(SOURCE TEXT):
######

Bacteria living in the plaque underneath the gumline produce toxins which cause tissue inflammation, and eventually lead to destruction of the structures supporting the tooth. Gingivitis is inflammation of the gums, and can be seen as a line of red, swollen tissue along the gum margin.
The periodontal ligament is a band of tough fibrous tissue extending around the root of the tooth that attaches the tooth to the underlying bone. As bacteria continue to cause inflammation, this ligament becomes damaged, and deep pockets begin to form around the roots of the teeth. These pockets can harbour even more plaque and bacteria, leading to a vicious cycle of destruction.
Eventually, bone loss begins to occur around the root of the tooth, leading to root exposure, tooth mobility and tooth loss. Once periodontal disease begins, it is irreversible. Constant management through regular dental cleanings and daily homecare is essential to prevent the progression of this painful disease.
Bacteria living underneath the gumline can also easily travel through the inflammed gingival tissues into the patient’s bloodstream. These bacteria can then lead to infection and disease in other organs of the body, such as the heart, kidneys and liver.

######

(TASKS):
a) Reproduce word for word the stretch of the passage on gum disease from "Bacteria living in" through "cycle of destruction.".
b) Go on with the passage on gum disease from the point where it stops.
The entries that follow the passage on gum disease play no part in the work.

Stored items
######

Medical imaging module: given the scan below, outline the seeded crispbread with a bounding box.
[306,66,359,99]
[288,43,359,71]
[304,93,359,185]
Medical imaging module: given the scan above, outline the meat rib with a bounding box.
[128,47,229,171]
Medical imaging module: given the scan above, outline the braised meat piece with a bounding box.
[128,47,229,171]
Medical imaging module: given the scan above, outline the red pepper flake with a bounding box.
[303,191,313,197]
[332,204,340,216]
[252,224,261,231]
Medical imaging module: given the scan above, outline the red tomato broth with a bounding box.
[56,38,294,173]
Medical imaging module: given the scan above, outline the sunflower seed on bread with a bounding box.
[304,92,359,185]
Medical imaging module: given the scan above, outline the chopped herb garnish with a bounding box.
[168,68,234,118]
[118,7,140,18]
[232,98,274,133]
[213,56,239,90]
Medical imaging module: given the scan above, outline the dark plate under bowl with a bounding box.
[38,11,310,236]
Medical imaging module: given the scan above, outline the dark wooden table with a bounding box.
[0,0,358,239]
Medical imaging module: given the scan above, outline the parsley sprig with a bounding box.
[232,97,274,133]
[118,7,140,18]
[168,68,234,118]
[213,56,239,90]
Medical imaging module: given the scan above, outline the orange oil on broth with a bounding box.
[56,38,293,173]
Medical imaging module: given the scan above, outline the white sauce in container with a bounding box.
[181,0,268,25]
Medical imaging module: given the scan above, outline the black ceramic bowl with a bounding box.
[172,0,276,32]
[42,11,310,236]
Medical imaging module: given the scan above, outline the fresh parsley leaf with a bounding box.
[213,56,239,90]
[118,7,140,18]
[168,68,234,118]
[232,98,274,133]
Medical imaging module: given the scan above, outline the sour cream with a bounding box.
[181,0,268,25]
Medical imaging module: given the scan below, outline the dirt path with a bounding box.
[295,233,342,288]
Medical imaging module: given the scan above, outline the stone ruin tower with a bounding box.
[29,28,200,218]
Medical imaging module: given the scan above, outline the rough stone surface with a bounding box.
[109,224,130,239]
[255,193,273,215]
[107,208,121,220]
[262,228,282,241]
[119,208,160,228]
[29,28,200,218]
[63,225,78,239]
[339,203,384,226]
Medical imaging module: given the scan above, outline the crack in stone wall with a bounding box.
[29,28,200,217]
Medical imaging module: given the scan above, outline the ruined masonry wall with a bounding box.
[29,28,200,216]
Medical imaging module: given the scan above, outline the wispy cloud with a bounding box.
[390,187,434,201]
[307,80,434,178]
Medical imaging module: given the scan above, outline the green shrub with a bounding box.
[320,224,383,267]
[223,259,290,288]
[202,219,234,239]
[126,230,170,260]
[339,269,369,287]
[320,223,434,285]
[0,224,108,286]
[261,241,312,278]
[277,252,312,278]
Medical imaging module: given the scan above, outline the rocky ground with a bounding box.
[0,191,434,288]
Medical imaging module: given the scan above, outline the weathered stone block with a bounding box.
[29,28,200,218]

######

(SET OF ANSWERS):
a)
Bacteria living in the plaque underneath the gumline produce toxins which cause tissue inflammation, and eventually lead to destruction of the structures supporting the tooth. Gingivitis is inflammation of the gums, and can be seen as a line of red, swollen tissue along the gum margin.
The periodontal ligament is a band of tough fibrous tissue extending around the root of the tooth that attaches the tooth to the underlying bone. As bacteria continue to cause inflammation, this ligament becomes damaged, and deep pockets begin to form around the roots of the teeth. These pockets can harbour even more plaque and bacteria, leading to a vicious cycle of destruction.

b)
If your dog or cat has periodontal disease, we may need to perform advanced periodontal treatment or surgery. If deep pockets (more than 5 mm) exist under the gumline, then it is impossible to adequately clean the roots of the tooth unless a surgical flap is created and the root is exposed for easier cleaning. An example of such a flap can be seen in the adjacent photo.
Antibiotic gels are often infused into these deep pockets to help eliminate infection and reduce inflammation. These gels last for up to several weeks, and help the gingiva (gums) re-attach to the newly cleaned tooth roots.
If bone loss has occurred, bone grafting materials may be used to encourage new bone growth around the roots of the teeth. If bone loss is extensive, then extraction of the tooth may be the only possible option.
When deciding whether or not to extract a tooth or perform periodontal surgery, it is very important to consider whether or not you can maintain good follow-up home care (daily brushing). Without good home care, these teeth will quickly deteriorate, and once again become infected and painful. For owners who cannot brush their pet’s teeth regularly, extraction is often the best and most humane option for eliminating this problem.